** START RECORDS SUPPLIED **

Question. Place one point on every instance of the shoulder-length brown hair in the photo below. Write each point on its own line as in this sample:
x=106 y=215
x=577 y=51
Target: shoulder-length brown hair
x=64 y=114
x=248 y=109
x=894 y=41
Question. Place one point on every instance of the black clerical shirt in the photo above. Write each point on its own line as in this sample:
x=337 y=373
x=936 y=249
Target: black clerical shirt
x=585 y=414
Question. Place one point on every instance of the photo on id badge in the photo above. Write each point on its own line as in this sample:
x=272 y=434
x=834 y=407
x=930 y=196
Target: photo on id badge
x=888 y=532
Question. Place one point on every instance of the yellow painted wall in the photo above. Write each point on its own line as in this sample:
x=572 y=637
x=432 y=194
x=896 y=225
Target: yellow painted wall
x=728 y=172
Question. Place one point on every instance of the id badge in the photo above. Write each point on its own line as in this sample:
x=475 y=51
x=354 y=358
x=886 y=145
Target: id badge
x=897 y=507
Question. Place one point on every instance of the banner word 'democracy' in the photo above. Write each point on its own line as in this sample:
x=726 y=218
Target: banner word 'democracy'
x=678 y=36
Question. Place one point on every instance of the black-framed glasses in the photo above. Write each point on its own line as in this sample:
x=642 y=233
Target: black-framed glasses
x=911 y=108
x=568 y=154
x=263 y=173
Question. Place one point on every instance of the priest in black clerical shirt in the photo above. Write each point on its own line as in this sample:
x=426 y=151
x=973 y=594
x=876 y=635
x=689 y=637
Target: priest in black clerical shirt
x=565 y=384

** END RECORDS SUPPLIED **
** START RECORDS SUPPLIED **

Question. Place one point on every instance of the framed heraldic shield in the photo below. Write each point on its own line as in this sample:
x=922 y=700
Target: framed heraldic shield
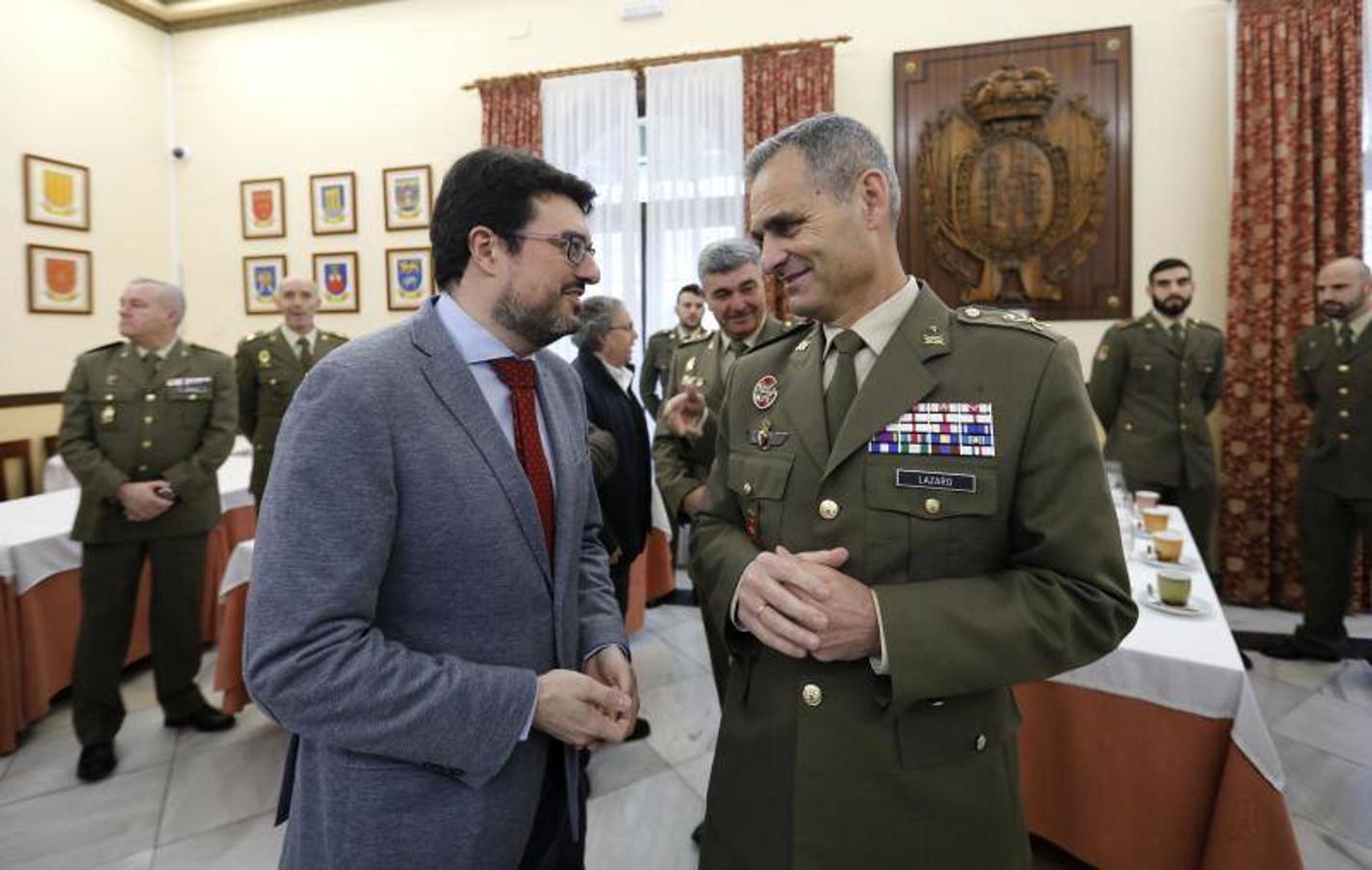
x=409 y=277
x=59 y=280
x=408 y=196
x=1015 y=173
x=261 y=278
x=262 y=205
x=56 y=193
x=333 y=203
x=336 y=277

** END RECORDS SUPPLIED **

WORK TO COMPLETE: Copy out the lines running from the line that contains "of the shoulder-length" through the line that contains "x=585 y=414", both ends inclusive, reproducing them word for word.

RIGHT ANSWER:
Question. Place one point on every instance of the shoulder-length brown hair in the photo below. Write each point on its own line as in this sample:
x=106 y=215
x=577 y=51
Target: shoulder-length brown hair
x=64 y=114
x=248 y=109
x=894 y=41
Question. Place one point on every instance of the black clerical shirt in the photo above. Write each point on its own line as in this sample:
x=337 y=373
x=936 y=249
Target: black clerical shirt
x=585 y=414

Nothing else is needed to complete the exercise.